» SOURCE DATA:

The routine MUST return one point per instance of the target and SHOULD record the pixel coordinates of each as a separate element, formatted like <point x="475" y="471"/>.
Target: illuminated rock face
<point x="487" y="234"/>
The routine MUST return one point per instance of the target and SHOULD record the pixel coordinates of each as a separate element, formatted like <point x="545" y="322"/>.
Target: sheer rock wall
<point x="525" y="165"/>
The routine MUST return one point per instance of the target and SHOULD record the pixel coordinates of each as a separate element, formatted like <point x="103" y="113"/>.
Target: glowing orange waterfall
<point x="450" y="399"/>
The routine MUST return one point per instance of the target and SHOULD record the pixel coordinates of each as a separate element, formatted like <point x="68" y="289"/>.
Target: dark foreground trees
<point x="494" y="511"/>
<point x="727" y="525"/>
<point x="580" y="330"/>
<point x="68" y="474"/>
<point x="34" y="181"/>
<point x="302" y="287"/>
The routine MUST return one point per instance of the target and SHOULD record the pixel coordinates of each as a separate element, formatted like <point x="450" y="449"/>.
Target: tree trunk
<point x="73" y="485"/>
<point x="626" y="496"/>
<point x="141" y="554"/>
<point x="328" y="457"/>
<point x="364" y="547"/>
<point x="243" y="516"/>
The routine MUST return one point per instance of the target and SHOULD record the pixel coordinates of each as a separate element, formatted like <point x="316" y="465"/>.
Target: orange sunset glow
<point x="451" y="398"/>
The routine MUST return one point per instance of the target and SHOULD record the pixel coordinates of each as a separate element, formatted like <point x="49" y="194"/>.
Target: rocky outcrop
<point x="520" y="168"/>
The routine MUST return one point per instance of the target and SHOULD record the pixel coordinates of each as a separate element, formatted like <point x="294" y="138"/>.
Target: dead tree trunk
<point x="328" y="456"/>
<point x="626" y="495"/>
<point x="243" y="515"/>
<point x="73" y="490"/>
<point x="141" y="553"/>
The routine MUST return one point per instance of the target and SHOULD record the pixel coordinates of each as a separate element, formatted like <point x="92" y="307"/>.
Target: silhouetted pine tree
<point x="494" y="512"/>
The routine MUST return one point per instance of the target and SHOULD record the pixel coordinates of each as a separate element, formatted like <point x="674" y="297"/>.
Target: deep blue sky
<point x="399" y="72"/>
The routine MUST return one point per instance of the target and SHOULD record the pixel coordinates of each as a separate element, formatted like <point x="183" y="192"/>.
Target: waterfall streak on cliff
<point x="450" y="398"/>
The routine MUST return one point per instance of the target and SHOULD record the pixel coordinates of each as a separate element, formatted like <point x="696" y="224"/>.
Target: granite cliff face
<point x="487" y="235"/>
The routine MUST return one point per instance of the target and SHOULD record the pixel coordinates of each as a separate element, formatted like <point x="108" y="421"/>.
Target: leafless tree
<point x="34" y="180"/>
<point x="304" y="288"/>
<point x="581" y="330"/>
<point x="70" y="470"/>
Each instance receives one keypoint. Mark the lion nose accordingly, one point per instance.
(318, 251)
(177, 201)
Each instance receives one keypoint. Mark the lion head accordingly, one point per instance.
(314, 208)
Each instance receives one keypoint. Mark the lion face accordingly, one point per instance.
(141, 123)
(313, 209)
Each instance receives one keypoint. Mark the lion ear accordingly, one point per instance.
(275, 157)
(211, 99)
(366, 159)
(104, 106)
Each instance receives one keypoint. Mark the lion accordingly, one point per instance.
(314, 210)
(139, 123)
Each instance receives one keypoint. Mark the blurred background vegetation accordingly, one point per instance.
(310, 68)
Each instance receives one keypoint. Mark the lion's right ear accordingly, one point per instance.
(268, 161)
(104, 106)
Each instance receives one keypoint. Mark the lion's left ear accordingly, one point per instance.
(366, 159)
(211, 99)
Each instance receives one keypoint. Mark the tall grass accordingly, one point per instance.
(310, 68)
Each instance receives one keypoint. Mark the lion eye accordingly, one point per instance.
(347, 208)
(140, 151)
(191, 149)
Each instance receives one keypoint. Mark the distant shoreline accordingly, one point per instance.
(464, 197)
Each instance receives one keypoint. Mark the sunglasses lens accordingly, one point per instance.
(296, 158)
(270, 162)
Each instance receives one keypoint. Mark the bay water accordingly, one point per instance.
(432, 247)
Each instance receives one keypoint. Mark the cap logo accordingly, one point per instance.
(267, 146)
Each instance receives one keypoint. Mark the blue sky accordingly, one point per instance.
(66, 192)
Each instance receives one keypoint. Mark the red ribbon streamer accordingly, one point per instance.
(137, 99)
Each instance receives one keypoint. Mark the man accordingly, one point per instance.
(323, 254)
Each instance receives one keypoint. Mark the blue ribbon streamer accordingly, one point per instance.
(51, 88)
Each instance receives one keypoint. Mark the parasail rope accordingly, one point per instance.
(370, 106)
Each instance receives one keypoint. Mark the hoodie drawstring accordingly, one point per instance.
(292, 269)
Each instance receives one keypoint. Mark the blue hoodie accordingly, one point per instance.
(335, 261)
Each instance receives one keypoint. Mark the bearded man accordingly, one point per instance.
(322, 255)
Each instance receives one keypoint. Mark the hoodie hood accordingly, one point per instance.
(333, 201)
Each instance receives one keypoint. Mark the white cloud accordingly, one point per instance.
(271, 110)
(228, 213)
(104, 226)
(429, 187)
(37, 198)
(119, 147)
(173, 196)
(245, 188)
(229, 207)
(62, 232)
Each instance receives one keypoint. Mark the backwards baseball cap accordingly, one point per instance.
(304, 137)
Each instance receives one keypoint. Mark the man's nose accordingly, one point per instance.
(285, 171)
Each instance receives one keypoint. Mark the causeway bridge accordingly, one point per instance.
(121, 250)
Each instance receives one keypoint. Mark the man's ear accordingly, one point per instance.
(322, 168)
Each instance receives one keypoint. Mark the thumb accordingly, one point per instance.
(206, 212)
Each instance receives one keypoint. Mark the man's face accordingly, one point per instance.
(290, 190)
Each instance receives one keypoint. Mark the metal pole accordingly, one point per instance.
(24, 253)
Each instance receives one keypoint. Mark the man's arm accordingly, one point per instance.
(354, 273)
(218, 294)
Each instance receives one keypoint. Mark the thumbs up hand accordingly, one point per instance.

» GIVEN PROBLEM:
Quote the data in full, keeping each word unchanged.

» SOLUTION:
The routine MUST return one point per instance of the target and SHOULD record the pixel coordinates of each as a separate element, formatted like <point x="475" y="471"/>.
Target: illuminated rock face
<point x="487" y="234"/>
The routine MUST return one point per instance of the target and SHOULD record the pixel coordinates of each as a separate element, formatted like <point x="545" y="322"/>.
Target: sheer rock wall
<point x="525" y="165"/>
The routine MUST return one point per instance of the target and SHOULD record the pixel coordinates of each as a separate element, formatted like <point x="103" y="113"/>.
Target: glowing orange waterfall
<point x="450" y="399"/>
The routine MUST return one point per instance of the target and SHOULD record the pixel coordinates of each as a separate element, formatted like <point x="68" y="289"/>.
Target: dark foreground trees
<point x="494" y="511"/>
<point x="727" y="525"/>
<point x="580" y="330"/>
<point x="68" y="474"/>
<point x="34" y="181"/>
<point x="302" y="287"/>
The routine MUST return one point per instance of the target and SHOULD record the pixel coordinates of each as a separate element, formatted like <point x="450" y="449"/>.
Target: tree trunk
<point x="73" y="485"/>
<point x="626" y="496"/>
<point x="141" y="554"/>
<point x="328" y="457"/>
<point x="364" y="547"/>
<point x="243" y="516"/>
The routine MUST return one point per instance of the target and SHOULD record the pixel coordinates of each as a separate element, formatted like <point x="316" y="465"/>.
Target: orange sunset glow
<point x="451" y="398"/>
The routine MUST return one point per instance of the target and SHOULD record the pixel coordinates of each as a separate element, formatted like <point x="49" y="194"/>.
Target: rocky outcrop
<point x="520" y="168"/>
The routine MUST return one point per instance of the target and SHOULD record the pixel coordinates of each as a separate element, formatted like <point x="294" y="138"/>.
Target: dead tree trunk
<point x="328" y="456"/>
<point x="626" y="495"/>
<point x="243" y="515"/>
<point x="73" y="490"/>
<point x="141" y="553"/>
The routine MUST return one point per instance of the target and SHOULD record the pixel coordinates of each as a separate element, formatted like <point x="92" y="307"/>.
Target: silhouetted pine tree
<point x="494" y="512"/>
The routine MUST return one point per instance of the target and SHOULD record the pixel coordinates of each as a separate element, formatted like <point x="674" y="297"/>.
Target: deep blue sky
<point x="399" y="72"/>
The routine MUST return one point per instance of the target and SHOULD record the pixel coordinates of each as a separate element, formatted like <point x="183" y="192"/>.
Target: waterfall streak on cliff
<point x="450" y="398"/>
The routine MUST return one point per instance of the target and SHOULD record the pixel coordinates of each as a separate element, formatted like <point x="696" y="224"/>.
Target: granite cliff face
<point x="487" y="235"/>
The routine MUST return one point per instance of the target and SHOULD record the pixel coordinates of each as a separate element, formatted like <point x="108" y="421"/>.
Target: leafless tree
<point x="34" y="180"/>
<point x="304" y="288"/>
<point x="581" y="330"/>
<point x="70" y="470"/>
Each instance receives one keypoint. Mark the lion nose accordingly, one point per instance.
(318, 251)
(177, 201)
Each instance receives one keypoint. Mark the lion head accordingly, one point per instance.
(314, 208)
Each instance receives one keypoint. Mark the lion face accordingly, one point per instance.
(141, 123)
(313, 209)
Each instance receives one keypoint. Mark the lion ear accordingly, one point per instance.
(275, 157)
(211, 99)
(366, 159)
(104, 106)
Each instance receives one keypoint. Mark the lion accordingly, one point per instance.
(314, 210)
(139, 123)
Each instance receives one keypoint. Mark the blurred background vegetation accordingly, one point per instance.
(310, 68)
Each instance receives one keypoint. Mark the lion's right ear accordingly, one point per instance.
(268, 161)
(104, 106)
Each instance receives one keypoint. Mark the lion's left ear accordingly, one point per instance.
(366, 159)
(211, 99)
Each instance receives one keypoint. Mark the tall grass accordingly, one point per instance.
(310, 68)
Each instance receives one keypoint. Mark the lion eye accordingly, one point per instance.
(347, 208)
(140, 151)
(191, 149)
Each instance receives one keypoint. Mark the distant shoreline accordingly, one point per instance.
(464, 197)
Each instance receives one keypoint. Mark the sunglasses lens accordingly, one point per instance.
(296, 158)
(270, 162)
Each instance receives one keypoint. Mark the bay water accordingly, one point per instance.
(432, 247)
Each instance receives one keypoint. Mark the cap logo accordingly, one point per instance.
(267, 146)
Each instance receives one keypoint. Mark the blue sky accordingly, one point per instance.
(66, 192)
Each instance receives one keypoint. Mark the red ribbon streamer accordingly, one point per instance.
(137, 99)
Each instance receives one keypoint. Mark the man accordingly, one point per instance.
(323, 254)
Each instance receives one keypoint. Mark the blue ribbon streamer accordingly, one point per instance.
(51, 88)
Each instance receives one keypoint. Mark the parasail rope accordingly, one point per instance.
(370, 106)
Each instance receives one keypoint. Mark the hoodie drawstring accordingly, one point per instance.
(292, 269)
Each instance receives one keypoint. Mark the blue hoodie accordingly, one point per instance.
(335, 261)
Each instance receives one keypoint. Mark the bearded man accordingly, one point per instance.
(322, 255)
Each instance receives one keypoint. Mark the hoodie hood accordingly, one point per instance.
(333, 201)
Each instance receives one keypoint. Mark the white cloud accordingly, one point per instance.
(271, 110)
(228, 213)
(104, 226)
(429, 187)
(37, 198)
(119, 147)
(173, 196)
(245, 188)
(229, 207)
(62, 232)
Each instance receives one keypoint. Mark the backwards baseball cap accordingly, one point per instance.
(304, 137)
Each instance receives one keypoint. Mark the man's nose accordingly, one point per instance.
(285, 171)
Each instance receives one keypoint. Mark the causeway bridge accordingly, one point per instance.
(121, 250)
Each instance receives one keypoint. Mark the man's ear accordingly, one point per instance.
(322, 168)
Each instance receives one keypoint. Mark the thumb accordingly, one point per instance.
(206, 212)
Each instance receives one keypoint. Mark the man's face accordingly, one point per instance.
(290, 190)
Each instance receives one keypoint. Mark the metal pole accordingly, one point per instance.
(24, 253)
Each instance receives one keypoint. Mark the man's arm accordingly, one point per instance.
(354, 273)
(218, 294)
Each instance receives one keypoint. Mark the thumbs up hand accordingly, one point per instance.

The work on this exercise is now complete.